___ DOCUMENT EXTRACT ___

Unless you’ve been living under a hermetically-sealed, pop-free rock for the last year or so, you’ve probably heard about Lady Gaga’s new album ARTPOP.
 
The LP fought criticism, haters, lost followers, misunderstandings, lack of faith and trust, much like the artist herself. It went through hard times, white-knuckled in the moments, and yet, stands tall as one of the most avant-garde, experimental, artistic and needed records of this day and age.
 
A really large number of artists nowadays don’t really have fun and grow while they do their thing. While they craft their art, and that is plainly wrong.
 
Paintings are painted for the sake of painting them, songs are put out there and it doesn’t even matter if someone really listens to them, buildings are built for no real reason, and art has lost this quality of being the bridge where body and mind meet halfway. It’s either completely body or intrinsically mind. What stands out the most about ARTPOP is that even at its “weakest” this quality is still there.

___

## TASK A
Duplicate the ARTPOP review above word for word, in full.
The ARTPOP review and the entries that follow it are unrelated material.

___ ENTRIES SHOWN ___

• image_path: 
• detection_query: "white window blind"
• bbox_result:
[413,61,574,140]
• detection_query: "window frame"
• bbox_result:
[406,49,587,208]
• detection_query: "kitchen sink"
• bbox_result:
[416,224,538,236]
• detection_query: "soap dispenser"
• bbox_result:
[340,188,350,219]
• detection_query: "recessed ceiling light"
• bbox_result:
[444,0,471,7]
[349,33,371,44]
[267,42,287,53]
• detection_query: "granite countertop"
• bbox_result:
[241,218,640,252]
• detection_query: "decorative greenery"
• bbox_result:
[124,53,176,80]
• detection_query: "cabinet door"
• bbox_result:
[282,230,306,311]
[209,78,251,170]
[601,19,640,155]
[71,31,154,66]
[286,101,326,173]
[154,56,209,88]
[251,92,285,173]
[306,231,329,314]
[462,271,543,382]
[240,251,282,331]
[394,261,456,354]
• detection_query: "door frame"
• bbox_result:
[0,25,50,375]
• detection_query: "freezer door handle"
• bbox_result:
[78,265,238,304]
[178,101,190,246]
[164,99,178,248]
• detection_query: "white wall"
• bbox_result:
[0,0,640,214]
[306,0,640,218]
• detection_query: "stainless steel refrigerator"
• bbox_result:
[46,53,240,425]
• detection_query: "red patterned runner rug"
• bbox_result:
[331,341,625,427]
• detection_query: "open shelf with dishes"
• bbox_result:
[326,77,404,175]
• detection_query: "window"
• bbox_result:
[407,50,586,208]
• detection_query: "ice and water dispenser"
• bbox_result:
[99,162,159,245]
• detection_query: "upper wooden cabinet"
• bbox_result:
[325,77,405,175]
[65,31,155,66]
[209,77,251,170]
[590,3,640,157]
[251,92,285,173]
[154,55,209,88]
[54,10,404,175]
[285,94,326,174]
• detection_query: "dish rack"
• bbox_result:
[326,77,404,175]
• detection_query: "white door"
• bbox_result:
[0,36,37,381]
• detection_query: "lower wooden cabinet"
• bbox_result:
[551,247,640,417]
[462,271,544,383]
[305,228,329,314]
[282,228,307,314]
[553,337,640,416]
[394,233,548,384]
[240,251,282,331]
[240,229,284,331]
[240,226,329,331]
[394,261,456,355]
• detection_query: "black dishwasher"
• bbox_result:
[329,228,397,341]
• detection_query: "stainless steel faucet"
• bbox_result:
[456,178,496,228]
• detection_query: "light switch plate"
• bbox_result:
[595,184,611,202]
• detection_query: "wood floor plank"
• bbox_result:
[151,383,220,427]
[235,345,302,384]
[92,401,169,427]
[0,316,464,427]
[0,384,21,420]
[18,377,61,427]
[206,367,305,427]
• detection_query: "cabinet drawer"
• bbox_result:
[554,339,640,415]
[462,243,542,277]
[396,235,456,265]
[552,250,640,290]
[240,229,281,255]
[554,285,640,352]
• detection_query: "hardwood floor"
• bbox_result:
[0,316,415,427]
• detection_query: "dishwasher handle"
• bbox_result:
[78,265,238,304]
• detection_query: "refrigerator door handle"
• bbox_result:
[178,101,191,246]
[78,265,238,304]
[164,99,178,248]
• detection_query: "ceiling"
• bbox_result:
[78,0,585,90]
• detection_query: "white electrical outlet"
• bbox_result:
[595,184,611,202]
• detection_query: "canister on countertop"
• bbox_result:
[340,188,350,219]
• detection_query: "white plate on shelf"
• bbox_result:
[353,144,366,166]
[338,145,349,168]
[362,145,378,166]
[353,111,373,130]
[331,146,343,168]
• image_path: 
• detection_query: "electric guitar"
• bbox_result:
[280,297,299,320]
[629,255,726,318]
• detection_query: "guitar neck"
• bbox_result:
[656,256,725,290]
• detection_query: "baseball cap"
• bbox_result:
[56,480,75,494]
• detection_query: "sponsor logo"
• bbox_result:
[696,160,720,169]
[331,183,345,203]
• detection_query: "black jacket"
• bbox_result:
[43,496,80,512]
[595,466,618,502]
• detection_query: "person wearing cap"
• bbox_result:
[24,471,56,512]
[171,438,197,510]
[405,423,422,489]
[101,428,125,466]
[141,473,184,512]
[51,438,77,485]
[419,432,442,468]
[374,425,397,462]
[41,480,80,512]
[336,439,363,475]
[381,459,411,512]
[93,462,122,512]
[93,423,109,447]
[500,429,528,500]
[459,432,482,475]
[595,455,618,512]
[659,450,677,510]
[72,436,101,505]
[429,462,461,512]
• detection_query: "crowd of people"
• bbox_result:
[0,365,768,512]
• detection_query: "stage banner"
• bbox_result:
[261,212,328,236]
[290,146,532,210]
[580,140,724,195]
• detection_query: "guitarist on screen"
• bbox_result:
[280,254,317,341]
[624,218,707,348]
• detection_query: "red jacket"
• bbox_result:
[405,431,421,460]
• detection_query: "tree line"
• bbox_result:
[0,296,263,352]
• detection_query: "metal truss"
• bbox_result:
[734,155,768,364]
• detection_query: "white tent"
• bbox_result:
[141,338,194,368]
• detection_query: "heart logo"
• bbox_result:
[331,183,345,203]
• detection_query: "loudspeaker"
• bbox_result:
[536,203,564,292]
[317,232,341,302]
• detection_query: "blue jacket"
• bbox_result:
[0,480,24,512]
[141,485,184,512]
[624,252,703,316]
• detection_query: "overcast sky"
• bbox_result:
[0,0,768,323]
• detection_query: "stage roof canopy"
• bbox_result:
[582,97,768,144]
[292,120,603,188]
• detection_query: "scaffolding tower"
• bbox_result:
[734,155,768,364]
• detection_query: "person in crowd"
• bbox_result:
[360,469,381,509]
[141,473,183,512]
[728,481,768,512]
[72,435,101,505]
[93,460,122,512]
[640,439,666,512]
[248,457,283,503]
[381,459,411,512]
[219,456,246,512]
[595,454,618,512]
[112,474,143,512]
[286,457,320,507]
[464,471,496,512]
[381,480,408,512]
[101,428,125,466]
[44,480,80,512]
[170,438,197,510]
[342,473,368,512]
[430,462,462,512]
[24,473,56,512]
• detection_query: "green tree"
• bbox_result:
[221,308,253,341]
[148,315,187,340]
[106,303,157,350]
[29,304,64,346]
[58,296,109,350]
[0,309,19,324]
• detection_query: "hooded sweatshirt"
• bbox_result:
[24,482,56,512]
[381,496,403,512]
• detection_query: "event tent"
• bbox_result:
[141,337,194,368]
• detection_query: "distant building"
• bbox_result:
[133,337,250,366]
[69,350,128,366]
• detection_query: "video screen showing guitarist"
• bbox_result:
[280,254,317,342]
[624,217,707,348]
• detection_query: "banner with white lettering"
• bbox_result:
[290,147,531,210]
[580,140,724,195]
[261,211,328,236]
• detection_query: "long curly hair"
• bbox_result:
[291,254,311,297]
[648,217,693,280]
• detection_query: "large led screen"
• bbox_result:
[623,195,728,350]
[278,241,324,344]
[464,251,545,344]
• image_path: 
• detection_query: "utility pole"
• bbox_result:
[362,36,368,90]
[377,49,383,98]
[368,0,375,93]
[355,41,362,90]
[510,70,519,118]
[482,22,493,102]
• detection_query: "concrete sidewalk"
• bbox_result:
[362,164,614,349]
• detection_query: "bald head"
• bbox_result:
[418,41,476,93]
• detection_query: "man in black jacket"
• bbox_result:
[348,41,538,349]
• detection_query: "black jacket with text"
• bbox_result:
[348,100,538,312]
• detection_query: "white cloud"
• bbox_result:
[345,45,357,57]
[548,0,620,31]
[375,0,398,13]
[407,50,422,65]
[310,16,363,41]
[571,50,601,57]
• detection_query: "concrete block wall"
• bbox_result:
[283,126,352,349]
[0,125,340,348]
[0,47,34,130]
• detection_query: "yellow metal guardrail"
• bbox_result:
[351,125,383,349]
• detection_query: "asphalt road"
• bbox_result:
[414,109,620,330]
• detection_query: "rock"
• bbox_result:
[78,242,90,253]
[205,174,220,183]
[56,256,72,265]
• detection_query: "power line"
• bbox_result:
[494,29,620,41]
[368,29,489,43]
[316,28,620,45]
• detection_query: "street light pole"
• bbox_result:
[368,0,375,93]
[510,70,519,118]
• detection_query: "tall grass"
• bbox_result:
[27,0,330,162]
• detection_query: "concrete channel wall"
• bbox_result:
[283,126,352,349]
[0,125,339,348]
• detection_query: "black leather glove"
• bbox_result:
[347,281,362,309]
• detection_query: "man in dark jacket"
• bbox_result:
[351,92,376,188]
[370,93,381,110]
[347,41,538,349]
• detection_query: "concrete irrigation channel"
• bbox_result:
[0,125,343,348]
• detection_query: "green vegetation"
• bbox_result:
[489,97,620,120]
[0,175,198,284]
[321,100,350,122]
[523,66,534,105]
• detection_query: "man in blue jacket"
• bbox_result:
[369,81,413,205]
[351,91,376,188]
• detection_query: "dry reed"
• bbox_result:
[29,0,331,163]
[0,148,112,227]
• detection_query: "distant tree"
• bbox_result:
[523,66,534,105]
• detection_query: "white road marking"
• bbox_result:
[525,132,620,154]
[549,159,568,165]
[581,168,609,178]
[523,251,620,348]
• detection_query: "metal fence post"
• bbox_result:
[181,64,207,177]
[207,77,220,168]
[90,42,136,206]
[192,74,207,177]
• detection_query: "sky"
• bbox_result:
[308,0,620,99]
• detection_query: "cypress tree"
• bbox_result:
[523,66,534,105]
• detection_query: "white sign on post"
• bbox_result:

___

## TASK B
Write out the entries above verbatim, from the first line of the entries up to and including the line with "[241,218,640,252]".

## FULL RESPONSE A
Unless you’ve been living under a hermetically-sealed, pop-free rock for the last year or so, you’ve probably heard about Lady Gaga’s new album ARTPOP.
 
The LP fought criticism, haters, lost followers, misunderstandings, lack of faith and trust, much like the artist herself. It went through hard times, white-knuckled in the moments, and yet, stands tall as one of the most avant-garde, experimental, artistic and needed records of this day and age.
 
A really large number of artists nowadays don’t really have fun and grow while they do their thing. While they craft their art, and that is plainly wrong.
 
Paintings are painted for the sake of painting them, songs are put out there and it doesn’t even matter if someone really listens to them, buildings are built for no real reason, and art has lost this quality of being the bridge where body and mind meet halfway. It’s either completely body or intrinsically mind. What stands out the most about ARTPOP is that even at its “weakest” this quality is still there.

## FULL RESPONSE B
• image_path: 
• detection_query: "white window blind"
• bbox_result:
[413,61,574,140]
• detection_query: "window frame"
• bbox_result:
[406,49,587,208]
• detection_query: "kitchen sink"
• bbox_result:
[416,224,538,236]
• detection_query: "soap dispenser"
• bbox_result:
[340,188,350,219]
• detection_query: "recessed ceiling light"
• bbox_result:
[444,0,471,7]
[349,33,371,44]
[267,42,287,53]
• detection_query: "granite countertop"
• bbox_result:
[241,218,640,252]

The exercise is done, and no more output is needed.